[Point annotation records]
-*-*-
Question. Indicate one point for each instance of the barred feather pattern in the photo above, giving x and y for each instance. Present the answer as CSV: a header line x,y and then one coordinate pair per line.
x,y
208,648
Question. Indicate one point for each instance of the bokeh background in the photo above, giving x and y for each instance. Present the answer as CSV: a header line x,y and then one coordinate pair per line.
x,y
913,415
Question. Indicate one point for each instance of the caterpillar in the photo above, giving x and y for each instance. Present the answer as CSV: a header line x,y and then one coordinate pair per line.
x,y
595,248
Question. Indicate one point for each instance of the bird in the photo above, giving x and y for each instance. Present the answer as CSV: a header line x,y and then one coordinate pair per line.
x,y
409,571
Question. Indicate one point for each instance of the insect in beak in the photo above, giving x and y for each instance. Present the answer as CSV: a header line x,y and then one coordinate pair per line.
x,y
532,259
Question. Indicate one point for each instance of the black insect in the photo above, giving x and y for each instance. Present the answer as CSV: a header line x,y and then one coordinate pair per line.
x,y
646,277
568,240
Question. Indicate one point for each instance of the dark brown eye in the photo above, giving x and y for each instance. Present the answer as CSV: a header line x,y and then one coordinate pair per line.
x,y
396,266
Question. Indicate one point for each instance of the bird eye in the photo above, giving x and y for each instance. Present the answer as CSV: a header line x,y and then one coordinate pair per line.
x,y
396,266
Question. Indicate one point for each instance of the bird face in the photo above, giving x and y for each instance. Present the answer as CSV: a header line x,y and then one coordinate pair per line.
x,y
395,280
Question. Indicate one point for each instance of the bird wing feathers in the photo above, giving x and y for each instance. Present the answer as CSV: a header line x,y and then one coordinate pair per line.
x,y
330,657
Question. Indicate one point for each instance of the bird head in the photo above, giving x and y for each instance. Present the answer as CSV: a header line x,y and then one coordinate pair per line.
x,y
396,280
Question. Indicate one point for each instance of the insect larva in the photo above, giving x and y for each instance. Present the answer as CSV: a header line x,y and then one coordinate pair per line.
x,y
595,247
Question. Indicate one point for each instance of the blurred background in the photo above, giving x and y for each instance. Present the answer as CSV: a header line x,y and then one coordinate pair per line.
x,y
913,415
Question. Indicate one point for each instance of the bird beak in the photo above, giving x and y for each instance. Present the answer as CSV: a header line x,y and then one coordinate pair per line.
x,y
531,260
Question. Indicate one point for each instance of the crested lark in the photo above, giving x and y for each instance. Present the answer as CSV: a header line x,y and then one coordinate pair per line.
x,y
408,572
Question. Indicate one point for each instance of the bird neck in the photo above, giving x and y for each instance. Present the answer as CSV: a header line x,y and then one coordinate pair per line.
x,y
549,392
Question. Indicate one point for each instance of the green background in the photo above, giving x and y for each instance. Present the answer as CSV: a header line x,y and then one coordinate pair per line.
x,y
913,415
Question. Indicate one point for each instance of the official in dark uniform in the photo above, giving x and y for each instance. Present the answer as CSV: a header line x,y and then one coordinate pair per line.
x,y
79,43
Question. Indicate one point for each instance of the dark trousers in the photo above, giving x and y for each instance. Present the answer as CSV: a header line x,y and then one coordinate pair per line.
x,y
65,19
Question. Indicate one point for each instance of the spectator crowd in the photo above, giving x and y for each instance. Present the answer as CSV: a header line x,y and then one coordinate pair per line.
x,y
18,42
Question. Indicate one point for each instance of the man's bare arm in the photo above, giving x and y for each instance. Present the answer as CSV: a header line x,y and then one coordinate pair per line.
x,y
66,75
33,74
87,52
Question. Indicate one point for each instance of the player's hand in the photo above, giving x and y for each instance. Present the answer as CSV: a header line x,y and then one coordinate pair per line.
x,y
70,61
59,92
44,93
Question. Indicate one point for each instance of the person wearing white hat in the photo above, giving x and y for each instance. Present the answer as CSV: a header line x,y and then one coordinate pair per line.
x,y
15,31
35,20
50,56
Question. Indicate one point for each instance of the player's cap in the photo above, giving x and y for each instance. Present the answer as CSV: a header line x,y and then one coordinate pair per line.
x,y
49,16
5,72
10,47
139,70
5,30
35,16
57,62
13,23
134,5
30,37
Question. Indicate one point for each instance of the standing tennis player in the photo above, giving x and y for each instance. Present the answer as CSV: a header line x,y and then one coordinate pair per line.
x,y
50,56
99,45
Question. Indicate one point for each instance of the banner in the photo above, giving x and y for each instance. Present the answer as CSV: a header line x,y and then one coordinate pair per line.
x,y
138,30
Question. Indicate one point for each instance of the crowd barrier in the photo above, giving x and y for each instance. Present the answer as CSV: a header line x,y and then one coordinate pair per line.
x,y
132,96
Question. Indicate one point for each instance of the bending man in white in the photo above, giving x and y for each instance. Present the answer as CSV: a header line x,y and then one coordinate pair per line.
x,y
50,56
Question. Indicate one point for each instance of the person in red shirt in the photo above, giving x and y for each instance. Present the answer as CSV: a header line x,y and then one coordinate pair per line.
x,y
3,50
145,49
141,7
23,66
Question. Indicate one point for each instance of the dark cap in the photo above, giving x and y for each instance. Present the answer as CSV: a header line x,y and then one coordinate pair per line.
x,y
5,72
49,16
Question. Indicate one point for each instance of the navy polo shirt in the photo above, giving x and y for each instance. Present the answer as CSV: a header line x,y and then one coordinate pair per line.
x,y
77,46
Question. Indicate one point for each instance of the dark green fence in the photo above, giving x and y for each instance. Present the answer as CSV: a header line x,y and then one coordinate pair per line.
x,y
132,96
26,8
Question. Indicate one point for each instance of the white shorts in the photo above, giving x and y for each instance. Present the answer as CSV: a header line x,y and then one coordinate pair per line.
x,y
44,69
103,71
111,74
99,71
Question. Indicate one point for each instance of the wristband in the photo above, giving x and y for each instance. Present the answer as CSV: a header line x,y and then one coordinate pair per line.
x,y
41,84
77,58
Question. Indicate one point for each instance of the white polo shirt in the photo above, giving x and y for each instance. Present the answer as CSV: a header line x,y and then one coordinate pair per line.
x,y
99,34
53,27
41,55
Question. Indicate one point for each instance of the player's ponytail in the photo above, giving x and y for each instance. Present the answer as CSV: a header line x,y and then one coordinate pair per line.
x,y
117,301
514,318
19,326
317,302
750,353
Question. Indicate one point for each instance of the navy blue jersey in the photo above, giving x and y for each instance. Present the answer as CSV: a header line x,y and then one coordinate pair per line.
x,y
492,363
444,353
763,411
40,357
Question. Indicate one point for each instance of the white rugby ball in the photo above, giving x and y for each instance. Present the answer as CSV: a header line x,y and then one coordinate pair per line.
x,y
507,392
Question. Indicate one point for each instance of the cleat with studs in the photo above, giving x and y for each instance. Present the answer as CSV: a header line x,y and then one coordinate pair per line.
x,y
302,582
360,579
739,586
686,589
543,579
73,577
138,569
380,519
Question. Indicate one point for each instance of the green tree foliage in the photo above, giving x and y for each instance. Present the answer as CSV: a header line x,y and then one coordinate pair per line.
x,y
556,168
-*-*-
- What you should do -
Extract every entry above as it appears.

- Full answer -
Question. Indicate one point for each instance of the barred feather pattern in the photo above, giving x and y for each instance. Present the answer as CSV: a header line x,y and then one coordinate pair per line.
x,y
208,648
Question. Indicate one point for each instance of the bokeh background in the photo above, giving x and y for each instance. Present the answer as CSV: a header line x,y and then one coordinate pair per line.
x,y
913,415
Question. Indicate one point for each instance of the caterpillar in the photo above, giving x and y for each instance. Present the answer as CSV: a header line x,y and then one coordinate pair per line.
x,y
595,248
Question. Indicate one point for each instance of the bird in the photo above, giving x and y for each instance. Present the answer as CSV: a header line x,y and then one coordinate pair per line.
x,y
409,571
Question. Indicate one point for each instance of the insect in beak in the photo above, giving x and y for each instance. Present the answer as CSV: a header line x,y and then one coordinate pair per line.
x,y
532,259
Question. Indicate one point for each instance of the black insect in the photo above, giving x and y for each instance. Present the answer as CSV: a header line x,y and then one coordinate pair per line.
x,y
646,277
568,240
Question. Indicate one point for each instance of the dark brown eye in the photo above, giving x and y for each instance. Present the answer as CSV: a header line x,y and then one coordinate pair per line.
x,y
396,266
Question. Indicate one point for each instance of the bird eye in the photo above, giving x and y for each instance. Present the answer as CSV: a header line x,y and then one coordinate pair per line.
x,y
396,266
Question. Indicate one point for each instance of the bird face in the photo above, giving x and y for each instance. Present the answer as CSV: a header line x,y and then one coordinate pair per line.
x,y
395,280
Question. Indicate one point for each instance of the bird wing feathers in the photo above, giving x and y for each instance. Present the answer as CSV: a header line x,y and then one coordinate pair per line.
x,y
330,657
Question. Indicate one point for each instance of the bird head in the photo above, giving x and y for each instance. Present the answer as CSV: a header line x,y and then one coordinate pair per line.
x,y
396,280
Question. Indicate one point for each instance of the insect larva in the photo above, giving x and y for each instance. Present the answer as CSV: a header line x,y and then one coordinate pair per line.
x,y
595,247
Question. Indicate one point for each instance of the blurred background in the photo above, giving x and y for each instance. Present the answer as CSV: a header line x,y and then one coordinate pair per line.
x,y
913,415
Question. Indicate one point for each instance of the bird beak in the photo above, giving x and y for each instance. Present the answer as CSV: a header line x,y and then one coordinate pair per line.
x,y
531,260
Question. Indicate one point for each instance of the crested lark in the photo above, giving x and y for each instance. Present the answer as CSV: a header line x,y and then one coordinate pair per line.
x,y
408,572
Question. Indicate one point for each instance of the bird neck in the photo above, giving x and y for each instance. Present the answer as CSV: a header line x,y and then one coordinate pair per line.
x,y
549,392
Question. Indicate one point for each instance of the green background in the photo above, giving x and y for each instance. Present the answer as CSV: a header line x,y and then one coordinate pair per line.
x,y
913,415
Question. Indicate one point for each instance of the official in dark uniform in the photo above, giving x and y for each instance. Present the answer as CSV: a header line x,y and then one coordinate pair per line.
x,y
79,43
Question. Indicate one point for each instance of the dark trousers in the photo above, giving x and y for each instance. Present the answer as CSV: a header line x,y and then one coordinate pair per line.
x,y
65,19
Question. Indicate one point for each instance of the spectator crowd in the photo above, giving x and y for each instance. Present the answer as CSV: a header line x,y and then one coordinate pair per line.
x,y
18,42
Question. Indicate one point for each instance of the man's bare arm in the photo above, giving x and y for each instance. Present the answer as CSV: a header line x,y and then one coordinate pair per line.
x,y
66,75
33,74
87,52
Question. Indicate one point for each instance of the player's hand in the photo above, giving x and y for each instance. Present the answer as CSV: a header line x,y and then one coordinate pair per line.
x,y
70,61
59,92
44,93
Question. Indicate one point for each instance of the person wearing white hat in the photo above, giving x and y for each instance. Present the answer as CSV: a header line x,y and then one coordinate pair per line.
x,y
15,31
35,20
50,56
Question. Indicate one point for each instance of the player's cap in the photo above, giving x and y for each instance. Present the answer as CSV: a header line x,y and then one coordinate pair per line.
x,y
49,16
5,72
10,47
139,70
5,30
35,16
57,62
13,23
134,5
30,37
Question. Indicate one point for each instance of the standing tennis player in the photo above, giving x and y for each instance. Present the answer as CSV: a header line x,y and then one coordinate pair per line.
x,y
50,56
99,45
Question. Indicate one point for each instance of the banner in the photo above, giving x and y for each instance. Present the answer as CSV: a header line x,y and then one coordinate pair per line.
x,y
138,30
Question. Indicate one point for each instance of the crowd barrier in the photo above, giving x and y for each instance. Present the answer as CSV: a header line x,y and then one coordinate pair per line.
x,y
132,96
Question. Indicate one point for each instance of the bending man in white in the photo above, giving x and y for each instance. Present the answer as CSV: a header line x,y and then one coordinate pair per line.
x,y
50,56
Question. Indicate one point for each instance of the person in red shirt in the photo above, giving x and y for each instance. Present the answer as CSV: a header line x,y and then one coordinate pair per line.
x,y
3,50
145,49
141,7
23,66
Question. Indicate one point for each instance of the dark cap in the photo above, giving x and y for each instance. Present the answer as CSV: a header line x,y and then one coordinate pair per line.
x,y
5,72
49,16
Question. Indicate one point for each instance of the navy polo shirt in the photo above, giving x and y for each instance. Present the answer as CSV: a header line x,y and then one coordinate pair per line.
x,y
77,46
Question. Indicate one point for each instance of the dark green fence in the photo above, giving x and y for each instance. Present the answer as CSV: a header line x,y and then one coordinate pair per line.
x,y
132,96
26,8
Question. Indicate one point for each instance of the white shorts in the photo above, giving x and y for each instance. Present the answer as CSV: a header line x,y and then one coordinate pair per line.
x,y
44,69
103,71
111,74
99,71
Question. Indicate one point for each instance of the wristband in the photo above, giving x and y for each instance. Present the answer as CSV: a header line x,y and then one coordinate pair per line.
x,y
41,84
77,58
Question. Indicate one point for each instance of the white polo shirt in the photo above, giving x and y for each instance. Present the answer as CSV: a header line x,y and then one coordinate pair per line.
x,y
99,34
53,27
41,55
Question. Indicate one point for each instance of the player's ponytail in the photo above, giving x and y for each instance. Present the answer as CSV: a header line x,y and then one coordinate pair per line.
x,y
117,301
514,318
19,326
317,302
750,353
Question. Indicate one point for each instance of the navy blue jersey in the photo above, giving x and y for each instance. Present the answer as CSV: a header line x,y and then one coordinate pair per line.
x,y
492,363
444,353
763,411
40,357
Question. Indicate one point for each instance of the white rugby ball in the photo above, giving x and y for each instance. Present the answer as CSV: a header line x,y and then one coordinate pair per line.
x,y
507,392
Question. Indicate one point for each instance of the cleat with studs in the photo above, giving x and y for each instance. Present the answer as CSV: a header line x,y and then one coordinate pair per line.
x,y
302,582
360,579
739,586
686,589
543,579
73,577
138,569
380,519
Question. Indicate one point for each instance of the green tree foliage in the photo above, giving x and y for each instance. Present the answer as CSV: a header line x,y and then one coordinate pair per line.
x,y
556,168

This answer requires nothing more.